Sir John Douglas Hazen,  (June 5, 1860 – December 27, 1937) was a politician in New Brunswick, Canada.

Biography 
Known by his second name, Douglas, he entered politics in 1885 when he was elected as an alderman for Fredericton City Council. He became mayor in 1888.

Hazen was elected to the House of Commons of Canada as a Conservative candidate in the 1891 federal election. He lost his seat in the 1896 election that defeated the Conservatives and brought Wilfrid Laurier's Liberals to power.

He was elected to the Legislative Assembly of New Brunswick in 1899, and became leader of the opposition. Hazen rebuilt the Conservative Party which had been out of power since 1883. He led the party into government in the 1908 provincial election.

As premier, Hazen fought political corruption and attempts by the federal government to reduce the Maritime provinces' representation in the federal House of Commons.

> _Provided data_
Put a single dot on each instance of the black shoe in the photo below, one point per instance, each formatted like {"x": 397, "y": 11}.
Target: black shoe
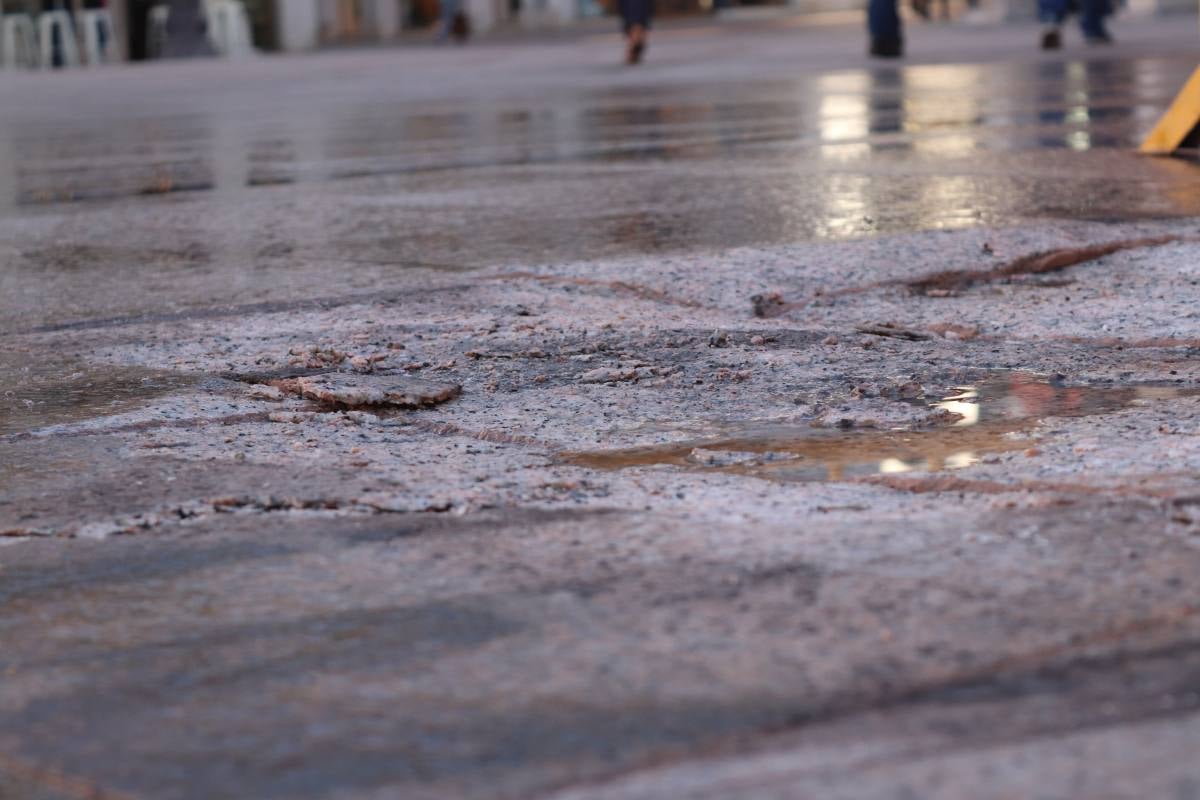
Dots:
{"x": 887, "y": 47}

> _Task set_
1. Reproduce, word for word, the passage of the Hazen biography above that opens with the words containing "Sir John Douglas" and closes with "Liberals to power.".
2. Carry on the biography of Douglas Hazen from the point where it stops.

> _Answer set_
1.
Sir John Douglas Hazen,  (June 5, 1860 – December 27, 1937) was a politician in New Brunswick, Canada.

Biography 
Known by his second name, Douglas, he entered politics in 1885 when he was elected as an alderman for Fredericton City Council. He became mayor in 1888.

Hazen was elected to the House of Commons of Canada as a Conservative candidate in the 1891 federal election. He lost his seat in the 1896 election that defeated the Conservatives and brought Wilfrid Laurier's Liberals to power.

2.
Douglas Hazen left provincial politics in 1911 to become federal Minister of Marine and Fisheries and Minister of the Naval Service in the government of Sir Robert Borden. During the First World War, he served in the Imperial War Cabinet. Hazen left politics in October 1917 to become Chief Justice of New Brunswick.

For his years of service to The Crown and to Canada, in 1918 Douglas Hazen was made a Knight Commander of the Order of St Michael and St George by King George V.

Hazen died in 1937 at age seventy-seven and was interred in the Fernhill Cemetery in Saint John, New Brunswick. Sir Douglas Hazen Park in Oromocto, New Brunswick and Sir Douglas Hazen Hall at the University of New Brunswick, Saint John are named in his honour.

Hazen was the father of King Hazen.

Electoral record

References

 
 Brief bio and fonds listing, UNB
 Biography, Government of New Brunswick
 http://www.biographi.ca/en/bio/hazen_john_douglas_16E.html

Further reading
 Arthur T. Doyle, Front Benches and Back Rooms: A story of corruption, muckraking, raw partisanship and political intrigue in New Brunswick, Toronto: Green Tree Publishing, 1976.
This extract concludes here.